> Task description
Take each line of the entries below that contains "chicken" and copy it.

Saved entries
● ● ● ● ●

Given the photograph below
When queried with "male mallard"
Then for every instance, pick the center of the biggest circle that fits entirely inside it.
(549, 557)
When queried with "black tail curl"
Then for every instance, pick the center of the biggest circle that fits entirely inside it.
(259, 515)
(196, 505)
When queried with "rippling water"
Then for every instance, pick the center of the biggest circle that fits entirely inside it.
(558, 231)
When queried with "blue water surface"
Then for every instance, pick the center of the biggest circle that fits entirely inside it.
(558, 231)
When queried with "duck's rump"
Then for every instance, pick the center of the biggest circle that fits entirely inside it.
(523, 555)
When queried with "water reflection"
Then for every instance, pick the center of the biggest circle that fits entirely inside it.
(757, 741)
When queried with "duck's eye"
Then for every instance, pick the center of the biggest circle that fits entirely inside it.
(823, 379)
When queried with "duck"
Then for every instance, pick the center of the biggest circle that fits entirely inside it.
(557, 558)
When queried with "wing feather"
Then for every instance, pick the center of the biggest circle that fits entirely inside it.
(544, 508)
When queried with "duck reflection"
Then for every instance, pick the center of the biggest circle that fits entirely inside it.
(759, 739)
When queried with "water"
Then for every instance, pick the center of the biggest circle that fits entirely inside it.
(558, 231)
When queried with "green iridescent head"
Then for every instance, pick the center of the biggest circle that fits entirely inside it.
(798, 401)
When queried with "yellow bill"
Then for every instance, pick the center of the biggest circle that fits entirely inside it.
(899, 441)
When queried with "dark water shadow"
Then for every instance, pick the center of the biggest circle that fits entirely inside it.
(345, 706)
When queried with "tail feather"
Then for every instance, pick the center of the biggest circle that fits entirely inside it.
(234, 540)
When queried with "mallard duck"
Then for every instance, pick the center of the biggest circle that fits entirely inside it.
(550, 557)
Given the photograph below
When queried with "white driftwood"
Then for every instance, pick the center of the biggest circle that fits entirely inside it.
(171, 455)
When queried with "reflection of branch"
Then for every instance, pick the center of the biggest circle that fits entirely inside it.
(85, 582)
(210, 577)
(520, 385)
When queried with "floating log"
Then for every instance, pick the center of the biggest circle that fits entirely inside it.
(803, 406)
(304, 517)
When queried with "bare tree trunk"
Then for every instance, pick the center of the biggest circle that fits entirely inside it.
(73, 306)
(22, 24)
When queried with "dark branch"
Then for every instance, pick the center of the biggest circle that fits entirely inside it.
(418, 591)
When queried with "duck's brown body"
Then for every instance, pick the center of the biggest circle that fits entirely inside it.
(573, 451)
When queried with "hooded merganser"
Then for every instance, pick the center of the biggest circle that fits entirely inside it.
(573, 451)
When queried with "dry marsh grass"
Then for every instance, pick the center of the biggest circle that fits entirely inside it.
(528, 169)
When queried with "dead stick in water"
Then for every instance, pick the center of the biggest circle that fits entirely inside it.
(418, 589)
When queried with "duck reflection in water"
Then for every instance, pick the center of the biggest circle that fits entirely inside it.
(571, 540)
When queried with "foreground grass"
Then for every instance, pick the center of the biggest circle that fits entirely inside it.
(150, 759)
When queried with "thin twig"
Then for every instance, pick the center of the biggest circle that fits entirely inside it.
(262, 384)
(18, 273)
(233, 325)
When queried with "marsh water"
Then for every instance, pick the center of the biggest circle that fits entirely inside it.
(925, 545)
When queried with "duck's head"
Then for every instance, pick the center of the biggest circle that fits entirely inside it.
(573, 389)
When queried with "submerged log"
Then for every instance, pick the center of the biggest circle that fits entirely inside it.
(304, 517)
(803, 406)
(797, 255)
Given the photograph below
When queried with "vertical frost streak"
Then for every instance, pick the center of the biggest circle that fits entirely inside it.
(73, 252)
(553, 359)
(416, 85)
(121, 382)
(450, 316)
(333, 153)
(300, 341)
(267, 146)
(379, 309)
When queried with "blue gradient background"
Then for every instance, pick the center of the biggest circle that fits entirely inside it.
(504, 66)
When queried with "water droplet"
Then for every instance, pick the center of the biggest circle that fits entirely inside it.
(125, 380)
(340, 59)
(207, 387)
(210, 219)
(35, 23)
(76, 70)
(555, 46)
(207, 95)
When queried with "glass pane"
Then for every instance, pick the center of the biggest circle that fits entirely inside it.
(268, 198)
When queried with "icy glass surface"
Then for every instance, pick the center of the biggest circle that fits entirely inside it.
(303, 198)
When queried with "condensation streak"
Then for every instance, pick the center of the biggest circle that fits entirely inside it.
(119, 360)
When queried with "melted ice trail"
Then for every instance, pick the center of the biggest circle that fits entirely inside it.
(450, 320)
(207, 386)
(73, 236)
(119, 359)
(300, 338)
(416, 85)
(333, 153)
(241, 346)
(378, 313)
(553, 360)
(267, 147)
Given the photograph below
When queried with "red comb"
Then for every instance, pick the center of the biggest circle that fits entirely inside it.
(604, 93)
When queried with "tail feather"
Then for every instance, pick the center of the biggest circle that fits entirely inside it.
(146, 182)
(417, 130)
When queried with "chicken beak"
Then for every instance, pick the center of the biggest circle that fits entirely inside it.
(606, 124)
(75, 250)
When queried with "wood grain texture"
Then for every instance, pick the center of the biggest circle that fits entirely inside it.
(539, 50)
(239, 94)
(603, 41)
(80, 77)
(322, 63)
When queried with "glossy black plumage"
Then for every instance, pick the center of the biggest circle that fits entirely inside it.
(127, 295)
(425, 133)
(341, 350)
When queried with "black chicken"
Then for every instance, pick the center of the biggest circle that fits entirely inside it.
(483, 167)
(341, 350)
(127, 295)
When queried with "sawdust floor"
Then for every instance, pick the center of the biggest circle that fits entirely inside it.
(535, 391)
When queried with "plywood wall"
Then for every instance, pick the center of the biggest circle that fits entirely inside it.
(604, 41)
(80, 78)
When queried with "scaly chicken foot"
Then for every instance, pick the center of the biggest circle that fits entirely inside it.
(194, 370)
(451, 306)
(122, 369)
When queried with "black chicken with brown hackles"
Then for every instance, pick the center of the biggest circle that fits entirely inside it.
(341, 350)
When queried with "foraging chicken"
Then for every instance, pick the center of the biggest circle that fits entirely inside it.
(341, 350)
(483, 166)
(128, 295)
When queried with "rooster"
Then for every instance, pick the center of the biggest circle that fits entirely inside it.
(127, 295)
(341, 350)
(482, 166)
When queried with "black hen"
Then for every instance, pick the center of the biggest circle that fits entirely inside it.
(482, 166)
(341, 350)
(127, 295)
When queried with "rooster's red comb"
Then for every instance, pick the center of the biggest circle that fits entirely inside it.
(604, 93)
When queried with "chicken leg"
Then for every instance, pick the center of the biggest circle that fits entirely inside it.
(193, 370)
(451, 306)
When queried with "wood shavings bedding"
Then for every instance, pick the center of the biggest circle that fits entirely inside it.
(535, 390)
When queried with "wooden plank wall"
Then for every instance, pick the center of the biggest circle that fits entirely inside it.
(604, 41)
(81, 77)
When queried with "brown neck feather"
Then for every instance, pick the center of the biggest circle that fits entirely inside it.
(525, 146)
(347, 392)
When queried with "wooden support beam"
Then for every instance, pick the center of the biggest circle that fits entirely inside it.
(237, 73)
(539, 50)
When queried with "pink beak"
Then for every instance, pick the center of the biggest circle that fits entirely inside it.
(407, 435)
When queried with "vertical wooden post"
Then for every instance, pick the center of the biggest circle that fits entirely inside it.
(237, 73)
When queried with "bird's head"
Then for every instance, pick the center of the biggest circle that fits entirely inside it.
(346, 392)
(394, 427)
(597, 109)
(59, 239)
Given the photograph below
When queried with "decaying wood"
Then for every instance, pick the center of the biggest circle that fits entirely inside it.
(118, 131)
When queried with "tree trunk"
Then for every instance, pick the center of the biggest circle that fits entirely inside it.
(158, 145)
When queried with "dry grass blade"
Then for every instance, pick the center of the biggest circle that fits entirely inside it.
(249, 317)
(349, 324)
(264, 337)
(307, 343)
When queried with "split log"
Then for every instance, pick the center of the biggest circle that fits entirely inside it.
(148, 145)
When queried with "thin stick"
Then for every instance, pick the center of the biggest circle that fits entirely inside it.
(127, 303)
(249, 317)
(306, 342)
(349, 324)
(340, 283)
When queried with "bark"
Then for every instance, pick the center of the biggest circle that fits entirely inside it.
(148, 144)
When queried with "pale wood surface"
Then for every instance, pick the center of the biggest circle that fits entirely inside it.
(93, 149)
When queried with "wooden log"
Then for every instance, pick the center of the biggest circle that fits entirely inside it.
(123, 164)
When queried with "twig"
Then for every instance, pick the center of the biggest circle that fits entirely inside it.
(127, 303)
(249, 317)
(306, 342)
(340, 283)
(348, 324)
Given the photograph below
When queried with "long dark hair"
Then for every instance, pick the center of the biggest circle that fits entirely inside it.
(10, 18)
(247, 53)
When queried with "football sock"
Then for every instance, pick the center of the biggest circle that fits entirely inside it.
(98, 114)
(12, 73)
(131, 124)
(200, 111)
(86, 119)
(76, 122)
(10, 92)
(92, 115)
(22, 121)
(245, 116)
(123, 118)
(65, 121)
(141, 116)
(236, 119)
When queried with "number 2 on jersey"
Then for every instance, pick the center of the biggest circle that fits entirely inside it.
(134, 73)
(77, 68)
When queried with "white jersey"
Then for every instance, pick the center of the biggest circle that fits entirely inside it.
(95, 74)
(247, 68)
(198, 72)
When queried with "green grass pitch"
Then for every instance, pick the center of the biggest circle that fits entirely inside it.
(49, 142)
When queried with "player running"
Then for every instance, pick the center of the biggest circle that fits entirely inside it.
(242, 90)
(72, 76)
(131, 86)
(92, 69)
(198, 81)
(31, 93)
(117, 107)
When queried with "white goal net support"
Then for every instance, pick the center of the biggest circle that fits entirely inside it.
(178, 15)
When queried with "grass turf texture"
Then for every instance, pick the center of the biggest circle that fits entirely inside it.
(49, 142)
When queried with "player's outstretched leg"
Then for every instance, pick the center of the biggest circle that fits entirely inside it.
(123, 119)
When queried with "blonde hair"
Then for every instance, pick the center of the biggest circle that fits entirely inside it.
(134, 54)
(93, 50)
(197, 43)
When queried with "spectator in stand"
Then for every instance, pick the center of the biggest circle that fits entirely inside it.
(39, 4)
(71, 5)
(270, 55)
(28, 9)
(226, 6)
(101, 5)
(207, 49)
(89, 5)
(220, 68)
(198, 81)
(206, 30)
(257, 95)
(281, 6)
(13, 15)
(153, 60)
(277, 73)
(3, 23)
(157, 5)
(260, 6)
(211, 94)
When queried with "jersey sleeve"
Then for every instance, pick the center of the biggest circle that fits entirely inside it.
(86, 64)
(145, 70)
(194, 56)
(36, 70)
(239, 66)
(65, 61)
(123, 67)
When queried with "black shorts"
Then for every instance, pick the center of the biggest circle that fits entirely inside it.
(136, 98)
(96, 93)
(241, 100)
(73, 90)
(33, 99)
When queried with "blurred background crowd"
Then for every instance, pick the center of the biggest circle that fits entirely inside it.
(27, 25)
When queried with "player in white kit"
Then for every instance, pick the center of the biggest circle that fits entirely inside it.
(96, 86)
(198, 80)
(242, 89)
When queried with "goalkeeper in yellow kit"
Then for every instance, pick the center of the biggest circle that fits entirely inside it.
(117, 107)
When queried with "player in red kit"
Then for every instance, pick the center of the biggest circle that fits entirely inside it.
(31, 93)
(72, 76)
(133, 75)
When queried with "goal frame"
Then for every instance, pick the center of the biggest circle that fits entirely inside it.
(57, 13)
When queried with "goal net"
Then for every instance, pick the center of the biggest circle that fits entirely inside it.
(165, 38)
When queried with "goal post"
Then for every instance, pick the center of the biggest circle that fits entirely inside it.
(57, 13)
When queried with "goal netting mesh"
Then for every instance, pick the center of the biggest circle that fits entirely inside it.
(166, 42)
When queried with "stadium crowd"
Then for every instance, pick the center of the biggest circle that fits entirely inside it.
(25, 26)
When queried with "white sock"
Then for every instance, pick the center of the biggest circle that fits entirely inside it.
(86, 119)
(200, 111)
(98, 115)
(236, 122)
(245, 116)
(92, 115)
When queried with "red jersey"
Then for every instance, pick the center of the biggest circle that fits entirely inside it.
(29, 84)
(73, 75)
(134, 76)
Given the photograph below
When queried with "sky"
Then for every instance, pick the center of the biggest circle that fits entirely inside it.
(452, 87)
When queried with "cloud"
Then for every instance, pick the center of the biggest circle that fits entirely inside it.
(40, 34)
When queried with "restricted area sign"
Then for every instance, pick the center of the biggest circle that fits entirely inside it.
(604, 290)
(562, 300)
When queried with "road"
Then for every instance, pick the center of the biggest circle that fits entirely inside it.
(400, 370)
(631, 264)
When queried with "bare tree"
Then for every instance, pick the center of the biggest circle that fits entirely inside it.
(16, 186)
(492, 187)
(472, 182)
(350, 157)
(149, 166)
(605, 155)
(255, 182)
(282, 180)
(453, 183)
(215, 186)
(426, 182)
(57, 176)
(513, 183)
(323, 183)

● ● ● ● ●

> Task result
When queried with "chicken beak"
When queried with "black chicken"
When queried with "scaly chicken foot"
When queried with "black chicken with brown hackles"
When queried with "foraging chicken"
When queried with "chicken leg"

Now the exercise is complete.